* _WRITTEN PROBLEM 1_
Answer these questions about the forum thread below, marking each answer with its letter:
(a) What monthly price does the opening post give for GoLMN?
(b) According to Oxmow, which software does snow CRM?
(c) Which company does Herm Witte tell the poster to look into?

* _PAGE TEXT_
* Begin *
# CRM Software for Snow Management Only



## Snowmanagement0216 (Sep 6, 2018)

Good afternoon,

I'm looking to pick the brains of some bright business owners here. I am strictly into Snow Management (commercial properties only) but can't seem to find a cost effective CRM to use. I can stick with the paper side and share property folders in google or dropbox but I'm trying to get everything together without paying high prices.

For example: GoLMN is about $299 a MONTH. I think the software is fabulous but I'm not using the software to it's fullest capacity 7-8 months out of the year. I have seen some other software that is also a little cheaper but haven't read much on it.

I like many of the functions GoLMN offers so looking for something similar but cheaper. And boy do they know how to get you on the per user most of the software.

Again Small Business owner just looking for cost effective CRM software that will track just about everything CRM does. Wish they made a CRM for the small snow management only business.

Thank You


----------



## Mark Oomkes (Dec 10, 2000)

Snowmanagement0216 said:


> I'm looking to pick the brains of some bright business owners here.


I'm out...


----------



## Oxmow (Dec 6, 2006)

SAP does snow CRM (Service Autopilot)


----------



## Herm Witte (Jan 27, 2009)

Snowmanagement0216 said:


> Good afternoon,
> 
> I'm looking to pick the brains of some bright business owners here. I am strictly into Snow Management (commercial properties only) but can't seem to find a cost effective CRM to use. I can stick with the paper side and share property folders in google or dropbox but I'm trying to get everything together without paying high prices.
> 
> ...


You get what you pay for. If it works and you are happy with it, keep it. Technology is a cost of doing business. Don't skimp on office equipment or technology. I'm suspect you don't skimp on equipment


----------



## Snowmanagement0216 (Sep 6, 2018)

Thank you for everyone's input. Most people are using CRM for landscaping and snow but in my case I'm looking for just snow. I don't mind paying if I get the quality that comes along with it. Same theory goes for my equipment. You can buy cheaper equipment but not get the same quality service when your equipment goes down. Not good when it needs to be working when the snow is flying.


----------



## Herm Witte (Jan 27, 2009)

Look into Viaesys. They have a lot to offer. we are using a portion of what they have.


----------



## cwren2472 (Aug 15, 2014)

I'm confused. In this thread you are debating pros and cons of specific CRM software and in a other thread you are looking for "rough numbers for a Business Class." Do you have an actual snow business or no?


----------
* End *
* _GIVEN DATA_
* Begin *
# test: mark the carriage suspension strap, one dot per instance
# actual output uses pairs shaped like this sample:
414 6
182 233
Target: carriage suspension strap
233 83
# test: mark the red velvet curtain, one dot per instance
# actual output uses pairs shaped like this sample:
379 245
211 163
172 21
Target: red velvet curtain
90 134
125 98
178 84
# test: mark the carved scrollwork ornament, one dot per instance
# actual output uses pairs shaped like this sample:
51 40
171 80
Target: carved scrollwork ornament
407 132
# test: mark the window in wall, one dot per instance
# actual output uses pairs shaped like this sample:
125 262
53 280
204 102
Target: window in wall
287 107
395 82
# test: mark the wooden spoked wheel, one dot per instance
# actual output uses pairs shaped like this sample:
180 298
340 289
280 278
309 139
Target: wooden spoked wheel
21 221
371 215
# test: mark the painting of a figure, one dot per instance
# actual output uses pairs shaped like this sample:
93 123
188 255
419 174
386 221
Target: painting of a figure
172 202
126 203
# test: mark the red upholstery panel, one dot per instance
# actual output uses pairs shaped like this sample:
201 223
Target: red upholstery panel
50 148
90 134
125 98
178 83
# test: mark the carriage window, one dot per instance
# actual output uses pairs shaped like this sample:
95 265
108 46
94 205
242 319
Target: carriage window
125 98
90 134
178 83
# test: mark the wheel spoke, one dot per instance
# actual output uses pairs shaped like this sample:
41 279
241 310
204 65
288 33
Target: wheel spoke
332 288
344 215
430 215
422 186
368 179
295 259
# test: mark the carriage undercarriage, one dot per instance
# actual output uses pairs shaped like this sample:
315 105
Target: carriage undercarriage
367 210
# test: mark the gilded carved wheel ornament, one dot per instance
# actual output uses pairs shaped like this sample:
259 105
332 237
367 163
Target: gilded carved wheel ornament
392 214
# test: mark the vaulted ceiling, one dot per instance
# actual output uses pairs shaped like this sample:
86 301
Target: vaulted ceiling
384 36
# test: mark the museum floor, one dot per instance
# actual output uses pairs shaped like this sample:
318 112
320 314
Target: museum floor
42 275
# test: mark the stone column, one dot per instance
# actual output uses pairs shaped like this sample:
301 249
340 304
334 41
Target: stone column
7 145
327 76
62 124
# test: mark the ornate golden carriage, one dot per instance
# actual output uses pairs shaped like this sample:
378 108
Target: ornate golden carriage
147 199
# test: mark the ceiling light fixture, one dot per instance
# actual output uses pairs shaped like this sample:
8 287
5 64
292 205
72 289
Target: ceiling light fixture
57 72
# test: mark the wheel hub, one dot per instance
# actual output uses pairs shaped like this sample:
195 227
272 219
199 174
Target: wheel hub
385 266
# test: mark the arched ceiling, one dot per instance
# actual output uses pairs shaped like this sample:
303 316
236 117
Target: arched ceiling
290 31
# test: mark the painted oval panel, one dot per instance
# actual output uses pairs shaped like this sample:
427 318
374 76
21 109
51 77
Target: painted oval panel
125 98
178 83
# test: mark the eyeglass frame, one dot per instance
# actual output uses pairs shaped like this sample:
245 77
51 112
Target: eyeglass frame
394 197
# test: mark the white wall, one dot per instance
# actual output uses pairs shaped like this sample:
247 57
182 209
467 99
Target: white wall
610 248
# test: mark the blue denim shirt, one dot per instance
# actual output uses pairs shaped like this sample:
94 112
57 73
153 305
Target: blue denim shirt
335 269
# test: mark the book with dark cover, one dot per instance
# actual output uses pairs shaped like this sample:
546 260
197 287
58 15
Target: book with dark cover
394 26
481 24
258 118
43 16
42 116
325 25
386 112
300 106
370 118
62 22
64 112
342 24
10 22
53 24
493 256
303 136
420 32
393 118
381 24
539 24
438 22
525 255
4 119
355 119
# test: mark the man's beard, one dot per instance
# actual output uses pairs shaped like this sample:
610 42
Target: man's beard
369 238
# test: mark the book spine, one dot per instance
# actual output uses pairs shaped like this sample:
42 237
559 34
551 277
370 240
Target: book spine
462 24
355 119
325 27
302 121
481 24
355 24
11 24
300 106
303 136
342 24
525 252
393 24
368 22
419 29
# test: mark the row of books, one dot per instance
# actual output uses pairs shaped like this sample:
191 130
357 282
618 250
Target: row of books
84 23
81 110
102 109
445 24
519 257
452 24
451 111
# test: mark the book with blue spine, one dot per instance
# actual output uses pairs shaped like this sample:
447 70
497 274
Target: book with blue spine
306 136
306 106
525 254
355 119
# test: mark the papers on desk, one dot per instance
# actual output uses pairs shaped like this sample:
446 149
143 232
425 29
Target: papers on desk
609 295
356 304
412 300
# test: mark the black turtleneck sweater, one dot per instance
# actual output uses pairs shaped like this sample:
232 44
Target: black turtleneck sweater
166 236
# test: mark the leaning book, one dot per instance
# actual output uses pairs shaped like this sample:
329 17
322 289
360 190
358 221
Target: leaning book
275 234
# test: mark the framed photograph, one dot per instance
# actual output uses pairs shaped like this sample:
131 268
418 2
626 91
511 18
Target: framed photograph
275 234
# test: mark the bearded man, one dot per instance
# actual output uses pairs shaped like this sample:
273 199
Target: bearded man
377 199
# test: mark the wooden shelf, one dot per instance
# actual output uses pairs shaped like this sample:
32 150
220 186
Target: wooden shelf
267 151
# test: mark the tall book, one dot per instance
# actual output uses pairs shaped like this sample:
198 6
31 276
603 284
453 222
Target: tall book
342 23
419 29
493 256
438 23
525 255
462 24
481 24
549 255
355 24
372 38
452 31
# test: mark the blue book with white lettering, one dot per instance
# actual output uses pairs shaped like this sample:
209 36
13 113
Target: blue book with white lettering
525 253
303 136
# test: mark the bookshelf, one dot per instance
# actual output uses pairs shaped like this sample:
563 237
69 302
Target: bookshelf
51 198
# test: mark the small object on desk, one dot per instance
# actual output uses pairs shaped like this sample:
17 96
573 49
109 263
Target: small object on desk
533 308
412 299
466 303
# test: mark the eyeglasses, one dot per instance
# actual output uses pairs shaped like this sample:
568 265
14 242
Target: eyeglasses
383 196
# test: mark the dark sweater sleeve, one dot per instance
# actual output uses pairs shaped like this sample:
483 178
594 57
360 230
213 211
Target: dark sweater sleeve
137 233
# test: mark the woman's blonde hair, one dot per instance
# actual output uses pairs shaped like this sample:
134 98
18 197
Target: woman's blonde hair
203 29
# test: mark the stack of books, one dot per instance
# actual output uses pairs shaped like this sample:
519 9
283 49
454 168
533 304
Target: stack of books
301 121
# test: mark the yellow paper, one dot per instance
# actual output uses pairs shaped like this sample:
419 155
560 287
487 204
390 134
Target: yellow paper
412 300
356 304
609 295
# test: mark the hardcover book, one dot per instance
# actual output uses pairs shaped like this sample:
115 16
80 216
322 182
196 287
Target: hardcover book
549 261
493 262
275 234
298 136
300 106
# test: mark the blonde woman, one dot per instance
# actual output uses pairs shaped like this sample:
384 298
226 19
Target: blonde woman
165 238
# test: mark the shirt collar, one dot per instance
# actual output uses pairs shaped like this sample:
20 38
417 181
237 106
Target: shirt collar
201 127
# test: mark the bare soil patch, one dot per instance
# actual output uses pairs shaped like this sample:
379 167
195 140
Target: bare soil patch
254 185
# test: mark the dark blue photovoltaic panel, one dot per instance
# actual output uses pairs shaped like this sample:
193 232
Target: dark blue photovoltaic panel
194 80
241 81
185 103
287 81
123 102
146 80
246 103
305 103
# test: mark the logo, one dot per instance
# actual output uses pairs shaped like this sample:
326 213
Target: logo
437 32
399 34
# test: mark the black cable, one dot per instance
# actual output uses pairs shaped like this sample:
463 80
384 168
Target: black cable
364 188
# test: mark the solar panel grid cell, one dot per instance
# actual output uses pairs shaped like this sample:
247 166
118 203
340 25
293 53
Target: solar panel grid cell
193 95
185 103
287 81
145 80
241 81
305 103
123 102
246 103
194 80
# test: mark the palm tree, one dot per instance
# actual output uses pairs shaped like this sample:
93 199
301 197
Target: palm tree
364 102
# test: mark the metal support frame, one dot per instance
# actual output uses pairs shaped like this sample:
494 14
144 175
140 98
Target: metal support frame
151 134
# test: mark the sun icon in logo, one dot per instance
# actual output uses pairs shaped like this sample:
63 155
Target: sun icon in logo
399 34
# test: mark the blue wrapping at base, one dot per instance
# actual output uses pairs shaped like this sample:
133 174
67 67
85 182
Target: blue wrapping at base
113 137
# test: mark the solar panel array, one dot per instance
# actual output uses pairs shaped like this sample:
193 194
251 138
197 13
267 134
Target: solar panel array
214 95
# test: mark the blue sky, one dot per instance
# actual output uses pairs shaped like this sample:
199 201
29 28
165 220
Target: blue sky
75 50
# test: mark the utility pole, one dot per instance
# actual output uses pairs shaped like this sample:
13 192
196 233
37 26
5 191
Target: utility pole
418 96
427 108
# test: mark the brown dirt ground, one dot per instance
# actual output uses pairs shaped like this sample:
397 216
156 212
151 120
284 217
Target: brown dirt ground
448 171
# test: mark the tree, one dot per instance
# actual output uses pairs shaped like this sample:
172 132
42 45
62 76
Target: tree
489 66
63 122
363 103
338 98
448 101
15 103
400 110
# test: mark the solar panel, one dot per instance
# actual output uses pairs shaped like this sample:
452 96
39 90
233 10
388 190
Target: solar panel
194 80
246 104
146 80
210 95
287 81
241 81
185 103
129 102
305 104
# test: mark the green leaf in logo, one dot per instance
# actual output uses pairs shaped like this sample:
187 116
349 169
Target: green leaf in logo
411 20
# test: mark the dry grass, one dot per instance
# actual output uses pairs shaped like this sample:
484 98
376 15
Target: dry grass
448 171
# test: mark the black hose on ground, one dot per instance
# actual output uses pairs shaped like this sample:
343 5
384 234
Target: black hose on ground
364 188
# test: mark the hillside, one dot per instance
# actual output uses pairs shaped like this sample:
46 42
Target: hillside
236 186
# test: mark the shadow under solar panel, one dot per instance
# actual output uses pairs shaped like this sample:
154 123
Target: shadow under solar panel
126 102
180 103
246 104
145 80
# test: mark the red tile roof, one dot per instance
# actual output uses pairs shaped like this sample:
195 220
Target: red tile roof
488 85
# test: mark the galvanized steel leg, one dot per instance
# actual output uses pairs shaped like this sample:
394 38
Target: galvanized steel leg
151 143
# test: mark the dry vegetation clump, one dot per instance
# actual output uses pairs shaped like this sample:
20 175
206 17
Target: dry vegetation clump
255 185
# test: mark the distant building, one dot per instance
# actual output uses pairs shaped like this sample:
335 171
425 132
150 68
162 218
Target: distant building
* End *
* _WRITTEN PROBLEM 2_
Count the lines in the listing above that contain the string "solar", and give only the number.

* _FULL SOLUTION 1_
(a) About $299 a month.
(b) SAP (Service Autopilot).
(c) Viaesys.

* _FULL SOLUTION 2_
8